* **PROVIDED TEXT**
—————

Tehran has acknowledged shooting down the Ukrainian jetliner by mistake on Wednesday, killing all 176 people aboard, hours after firing at US targets in Iraq to retaliate for the killing on January 3rd of General Qassem Suleimani in Baghdad.

Iranian public anger, rumbling for days as Iran repeatedly denied it was to blame for the plane crash, erupted into protests on Saturday when the military admitted its role.

A full picture of protests inside Iran is difficult to obtain because of restrictions on independent media. But videos uploaded to the internet showed scores, possibly hundreds, of protesters on Monday at sites in Tehran and Isfahan, a major city south of the capital.

"They killed our elites and replaced them with clerics," they chanted outside a Tehran university, referring to Iranian students returning to studies in Canada who were on the plane.

Gunfire

Videos posted late on Sunday recorded the gunfire around protests in Tehran’s Azadi Square. Wounded were being carried and men who seemed to be security personnel ran as they gripped rifles. Riot police hit protesters with batons as people shouted “Don’t beat them!”

—————

* **INFORMATION SUPPLIED**
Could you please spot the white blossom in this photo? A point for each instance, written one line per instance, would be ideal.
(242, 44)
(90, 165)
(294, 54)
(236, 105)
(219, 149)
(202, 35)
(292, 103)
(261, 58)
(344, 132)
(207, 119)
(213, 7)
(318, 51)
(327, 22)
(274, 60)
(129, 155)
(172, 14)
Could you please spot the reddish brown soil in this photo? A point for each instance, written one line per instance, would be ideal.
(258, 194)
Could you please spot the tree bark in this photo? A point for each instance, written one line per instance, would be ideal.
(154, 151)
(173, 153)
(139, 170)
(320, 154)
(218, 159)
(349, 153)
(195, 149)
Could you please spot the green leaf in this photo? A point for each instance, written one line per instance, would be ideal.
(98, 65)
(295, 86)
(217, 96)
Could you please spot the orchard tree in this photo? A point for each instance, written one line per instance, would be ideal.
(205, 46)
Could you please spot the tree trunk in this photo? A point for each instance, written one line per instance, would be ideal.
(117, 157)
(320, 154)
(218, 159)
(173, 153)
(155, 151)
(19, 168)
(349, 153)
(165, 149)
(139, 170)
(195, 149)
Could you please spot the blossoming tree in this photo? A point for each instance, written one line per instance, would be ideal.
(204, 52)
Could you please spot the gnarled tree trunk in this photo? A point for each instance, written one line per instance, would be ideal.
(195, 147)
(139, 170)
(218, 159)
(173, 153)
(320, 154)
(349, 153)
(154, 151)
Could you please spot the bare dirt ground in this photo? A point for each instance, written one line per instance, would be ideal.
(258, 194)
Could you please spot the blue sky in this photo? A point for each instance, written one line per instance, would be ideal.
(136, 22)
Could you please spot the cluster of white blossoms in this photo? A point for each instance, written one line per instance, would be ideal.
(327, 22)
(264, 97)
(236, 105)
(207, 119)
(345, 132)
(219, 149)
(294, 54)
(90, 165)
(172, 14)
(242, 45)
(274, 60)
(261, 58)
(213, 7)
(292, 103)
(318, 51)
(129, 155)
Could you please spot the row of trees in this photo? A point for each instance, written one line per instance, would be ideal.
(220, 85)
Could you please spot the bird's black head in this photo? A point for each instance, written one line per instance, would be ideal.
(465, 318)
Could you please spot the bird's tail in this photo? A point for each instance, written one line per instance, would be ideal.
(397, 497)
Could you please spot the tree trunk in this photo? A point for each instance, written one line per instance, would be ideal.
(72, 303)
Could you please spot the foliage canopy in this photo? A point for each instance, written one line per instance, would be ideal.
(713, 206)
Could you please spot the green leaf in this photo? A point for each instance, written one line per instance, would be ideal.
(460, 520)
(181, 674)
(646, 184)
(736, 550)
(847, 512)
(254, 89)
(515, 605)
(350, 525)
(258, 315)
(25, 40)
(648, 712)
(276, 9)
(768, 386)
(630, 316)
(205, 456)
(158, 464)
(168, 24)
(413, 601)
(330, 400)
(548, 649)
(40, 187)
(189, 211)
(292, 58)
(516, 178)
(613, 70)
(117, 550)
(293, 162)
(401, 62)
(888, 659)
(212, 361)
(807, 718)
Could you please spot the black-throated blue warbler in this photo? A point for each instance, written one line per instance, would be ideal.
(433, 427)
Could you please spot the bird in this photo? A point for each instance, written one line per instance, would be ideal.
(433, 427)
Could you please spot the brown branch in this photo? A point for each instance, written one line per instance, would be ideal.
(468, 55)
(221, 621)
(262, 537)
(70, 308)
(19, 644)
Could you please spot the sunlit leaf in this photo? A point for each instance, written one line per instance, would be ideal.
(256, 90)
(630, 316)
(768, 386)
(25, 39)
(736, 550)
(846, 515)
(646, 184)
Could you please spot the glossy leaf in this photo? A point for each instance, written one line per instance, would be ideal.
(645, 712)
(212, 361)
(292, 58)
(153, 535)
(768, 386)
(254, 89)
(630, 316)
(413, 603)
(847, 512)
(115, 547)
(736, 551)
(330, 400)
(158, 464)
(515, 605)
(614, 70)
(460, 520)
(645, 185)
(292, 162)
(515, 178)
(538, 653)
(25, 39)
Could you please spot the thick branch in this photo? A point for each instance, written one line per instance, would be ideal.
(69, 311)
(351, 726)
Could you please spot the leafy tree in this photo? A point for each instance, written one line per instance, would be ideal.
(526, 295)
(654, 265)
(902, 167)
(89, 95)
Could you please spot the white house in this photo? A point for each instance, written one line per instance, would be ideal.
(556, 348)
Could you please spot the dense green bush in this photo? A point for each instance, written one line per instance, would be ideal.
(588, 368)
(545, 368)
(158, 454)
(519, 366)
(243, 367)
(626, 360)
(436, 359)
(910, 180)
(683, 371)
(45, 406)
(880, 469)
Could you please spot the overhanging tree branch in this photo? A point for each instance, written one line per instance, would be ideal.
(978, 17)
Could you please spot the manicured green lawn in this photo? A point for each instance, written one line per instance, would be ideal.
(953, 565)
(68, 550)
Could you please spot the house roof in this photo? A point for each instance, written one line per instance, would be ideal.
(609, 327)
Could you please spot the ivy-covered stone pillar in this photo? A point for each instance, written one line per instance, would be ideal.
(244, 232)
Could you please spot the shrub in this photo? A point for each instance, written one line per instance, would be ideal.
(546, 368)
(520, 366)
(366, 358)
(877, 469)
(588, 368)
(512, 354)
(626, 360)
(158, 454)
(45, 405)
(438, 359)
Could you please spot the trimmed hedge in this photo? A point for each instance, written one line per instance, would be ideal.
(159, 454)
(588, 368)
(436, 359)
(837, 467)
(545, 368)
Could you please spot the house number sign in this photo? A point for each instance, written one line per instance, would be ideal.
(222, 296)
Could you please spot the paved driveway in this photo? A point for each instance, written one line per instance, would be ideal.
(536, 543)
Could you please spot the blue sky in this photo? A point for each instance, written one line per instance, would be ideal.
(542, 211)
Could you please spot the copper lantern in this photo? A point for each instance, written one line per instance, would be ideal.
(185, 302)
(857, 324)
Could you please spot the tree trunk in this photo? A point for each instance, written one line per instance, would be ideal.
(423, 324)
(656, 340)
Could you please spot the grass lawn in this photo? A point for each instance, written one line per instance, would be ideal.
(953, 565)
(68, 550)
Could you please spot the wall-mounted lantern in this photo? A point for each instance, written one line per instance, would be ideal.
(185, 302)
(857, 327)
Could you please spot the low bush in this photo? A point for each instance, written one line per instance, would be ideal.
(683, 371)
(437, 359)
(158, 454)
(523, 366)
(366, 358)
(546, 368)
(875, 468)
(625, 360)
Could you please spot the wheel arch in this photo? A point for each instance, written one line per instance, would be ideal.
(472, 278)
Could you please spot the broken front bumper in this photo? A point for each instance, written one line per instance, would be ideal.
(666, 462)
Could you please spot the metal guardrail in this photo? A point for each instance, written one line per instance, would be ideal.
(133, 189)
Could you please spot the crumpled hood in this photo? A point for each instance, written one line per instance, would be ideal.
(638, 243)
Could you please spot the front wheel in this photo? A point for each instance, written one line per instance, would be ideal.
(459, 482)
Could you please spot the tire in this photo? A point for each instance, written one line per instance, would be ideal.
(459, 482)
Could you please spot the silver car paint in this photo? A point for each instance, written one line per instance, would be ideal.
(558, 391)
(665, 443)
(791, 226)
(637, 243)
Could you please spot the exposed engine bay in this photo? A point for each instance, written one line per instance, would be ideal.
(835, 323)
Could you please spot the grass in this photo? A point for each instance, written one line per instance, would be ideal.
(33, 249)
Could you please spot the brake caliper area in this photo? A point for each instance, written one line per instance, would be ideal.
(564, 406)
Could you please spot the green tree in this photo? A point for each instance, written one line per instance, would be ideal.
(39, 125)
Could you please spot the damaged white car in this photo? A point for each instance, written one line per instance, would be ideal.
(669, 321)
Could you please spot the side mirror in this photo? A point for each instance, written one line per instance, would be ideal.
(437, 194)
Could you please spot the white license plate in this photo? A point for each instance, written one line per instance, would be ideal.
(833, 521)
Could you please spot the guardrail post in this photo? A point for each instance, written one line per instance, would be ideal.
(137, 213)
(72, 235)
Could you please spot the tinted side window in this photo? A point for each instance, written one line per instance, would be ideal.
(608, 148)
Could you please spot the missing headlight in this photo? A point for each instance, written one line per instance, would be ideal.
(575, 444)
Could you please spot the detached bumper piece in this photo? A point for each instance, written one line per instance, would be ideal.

—————

* **TASK REQUIREMENTS**
Decide whether each statement agrees with the report on the downed jetliner, and answer yes or no with the words from the report that settle it. 1. Everyone aboard the jetliner died. 2. Protests broke out on Saturday, when the military admitted its role. 3. Isfahan lies north of Tehran. None of the lines are needed for the work that comes next.

* **EXERCISE OUTPUT**
1. Yes: "killing all 176 people aboard"
2. Yes: "erupted into protests on Saturday when the military admitted its role"
3. No: "a major city south of the capital"